_PROVIDED TEXT:_
Gov. Gavin Newsom projected another year of record funding for schools during his budget presentation on Monday but warned that some districts could be in financial trouble as student enrollment continues to decline.
Newsom’s budget proposal pointed to a state population decline driven by plummeting birth rates that have “eroded” K-12 enrollment projections, and proposed tweaking California’s decades-old education funding formula to “minimize the impact” of fewer students in schools, with funding tied to attendance.
Newsom’s budget proposes broadening the policy to allow districts to base funding on attendance in the current year , prior year or the average of that from three prior years — whichever is greater. The proposal gives school districts “more running room to plan against really shocking declines,” said Keely Martin Bosler, director of Newsom’s Department of Finance.
Average daily attendance among the state’s 6 million-plus K-12 students has decreased by 271,000 students since 2014. School funding in California is based on student enrollment and reduced by average daily attendance records, an attempt to hold schools accountable for chronic absenteeism.
Enrollment declines has been compounded by the COVID-19 pandemic as fewer families moved to California and campus closures “pushed parents to consider alternatives to their neighborhood public school,” according to budget documents released by Newsom on Monday.
“Some school districts over the next few years will be faced with difficult choices to remain fiscally solvent,” the budget states.
Last week, state Sen. Anthony Portantino (D–La Cañada Flintridge) introduced legislation that takes a bolder approach to the enrollment problem. The new bill proposes that education funding be tied to total annual student enrollment rather than how often students actually attend class. The move could bring in an additional $3 billion in annual state funding for schools, according to Portantino.
Portantino said in a statement Monday that he is encouraged by Newsom’s proposal and that “the governor’s instincts are right,” but that he will continue to make the case that “this is the perfect time to enact the structural reforms necessary to better fund our schools and to create the stability that education leaders need to better serve our children.”
Newsom has not commented on Portantino’s legislation.
At San Bernardino City Unified, enrollment dropped by more than 2,000 students last year, equivalent to eight years’ worth of past annual population declines in the district.
The district, which enrolls more than 50,000 students, is already assessing where to make potential cuts, said Associate Supt. Harold Sullins.
“With this impending cliff and the acceleration of the issues that COVID has presented, I’m grateful we’re having this conversation. But it’s not a new issue for school districts, and we just wish it didn’t take a pandemic to get here,” Sullins said. “Unfortunately, we should have gotten to this place much earlier.”

_USING THE INFORMATION:_
**1)** Print the portion of the school funding article from "Newsom has not" to "Supt. Harold Sullins.".
**2)** Condense the paragraph of the school funding article that begins "Last week, state Sen. Anthony Portantino" into a short bulleted list that keeps its main facts.
**3)** According to the school funding article, by how many students has average daily attendance among California's K-12 students decreased since 2014?

_DATA:_
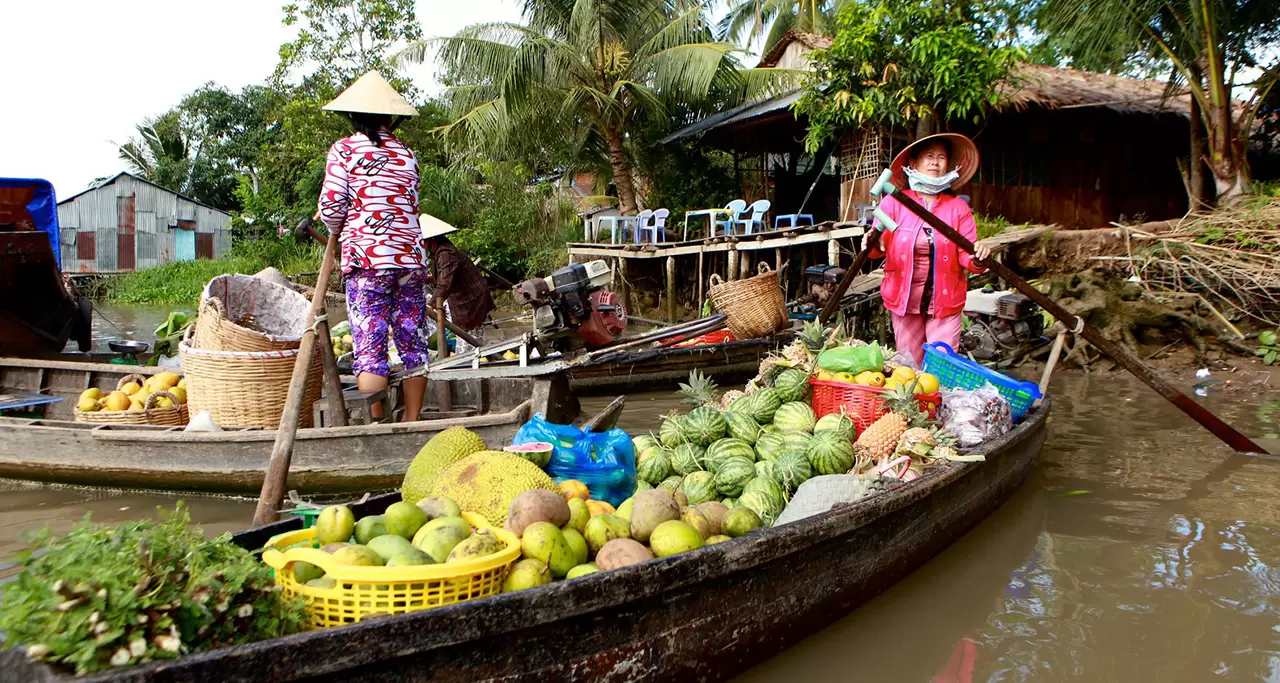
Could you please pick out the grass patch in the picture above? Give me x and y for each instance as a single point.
(181, 283)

_SOLUTIONS FOR EACH TASK:_
**1)**
Newsom has not commented on Portantino’s legislation.
At San Bernardino City Unified, enrollment dropped by more than 2,000 students last year, equivalent to eight years’ worth of past annual population declines in the district.
The district, which enrolls more than 50,000 students, is already assessing where to make potential cuts, said Associate Supt. Harold Sullins.

**2)**
- Last week, state Sen. Anthony Portantino (D–La Cañada Flintridge) introduced legislation taking a bolder approach to the enrollment problem.
- The bill would tie education funding to total annual student enrollment rather than to how often students attend class.
- According to Portantino, the change could bring schools an additional $3 billion in state funding each year.

**3)** 271,000 students.